DIRECTIVE =
Reproduce every line of the records below, requests included, multiplying each polygon coordinate in the answers by 2.2 and rounding to the nearest whole number, with halves rounded up. Leave the pictures out of your answer.

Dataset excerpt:
_ _ _ _ _ _ _

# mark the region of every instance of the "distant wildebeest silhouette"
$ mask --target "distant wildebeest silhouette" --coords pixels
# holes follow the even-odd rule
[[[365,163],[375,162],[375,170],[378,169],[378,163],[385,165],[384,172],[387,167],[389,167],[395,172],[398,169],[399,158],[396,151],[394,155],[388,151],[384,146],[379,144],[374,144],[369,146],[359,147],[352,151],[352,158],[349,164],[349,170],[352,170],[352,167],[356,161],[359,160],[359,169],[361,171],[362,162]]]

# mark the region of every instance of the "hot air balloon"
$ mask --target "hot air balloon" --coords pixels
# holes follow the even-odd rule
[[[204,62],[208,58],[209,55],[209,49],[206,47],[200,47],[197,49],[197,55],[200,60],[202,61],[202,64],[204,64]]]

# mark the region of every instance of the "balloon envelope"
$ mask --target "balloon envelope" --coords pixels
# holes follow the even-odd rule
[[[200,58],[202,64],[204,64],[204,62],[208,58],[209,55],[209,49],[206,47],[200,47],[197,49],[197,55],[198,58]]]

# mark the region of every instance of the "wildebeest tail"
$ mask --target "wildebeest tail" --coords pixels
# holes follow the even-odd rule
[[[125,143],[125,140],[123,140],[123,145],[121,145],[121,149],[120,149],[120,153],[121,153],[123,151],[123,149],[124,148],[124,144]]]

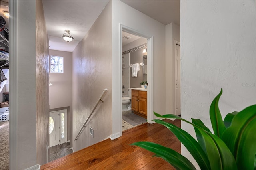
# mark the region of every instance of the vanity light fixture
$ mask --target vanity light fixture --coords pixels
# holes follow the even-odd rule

_ _ _ _ _ _ _

EXPECTED ANSWER =
# mark the region of every instance of the "distant wildebeest silhouette"
$ mask --target "distant wildebeest silhouette" --coords pixels
# holes follow the even-odd rule
[[[803,359],[825,356],[825,374],[832,372],[832,359],[847,363],[845,378],[851,367],[856,367],[869,378],[876,372],[878,348],[871,332],[867,341],[854,332],[845,321],[834,317],[823,317],[812,321],[790,323],[774,332],[774,348],[768,361],[768,374],[774,374],[774,367],[783,354],[790,352],[790,372],[794,376],[796,356]]]

# mark the region of every instance of the "hot air balloon"
$ mask --target "hot air balloon" --coords pixels
# holes follow the even-odd rule
[[[449,136],[458,128],[460,121],[460,108],[453,103],[440,103],[433,108],[433,121],[440,132],[444,134],[444,141],[449,141]]]

# mark the region of every instance of the "balloon envelope"
$ mask --target "balloon envelope" --coords pixels
# holes follow the even-odd rule
[[[440,128],[444,141],[449,141],[449,136],[458,128],[460,121],[460,108],[453,103],[440,103],[433,108],[433,121],[436,128]]]

# mark the region of every instance of the "wildebeest tail"
$ mask --target "wildebeest tail" --coords pixels
# holes follow the even-odd rule
[[[275,315],[275,308],[271,308],[271,319],[266,319],[266,328],[264,328],[264,337],[266,337],[271,332],[271,328],[273,326],[273,317]]]

# mark the region of every instance of the vanity light fixture
$ mask --target vanity light fixture --coords pixels
# holes follow the even-odd rule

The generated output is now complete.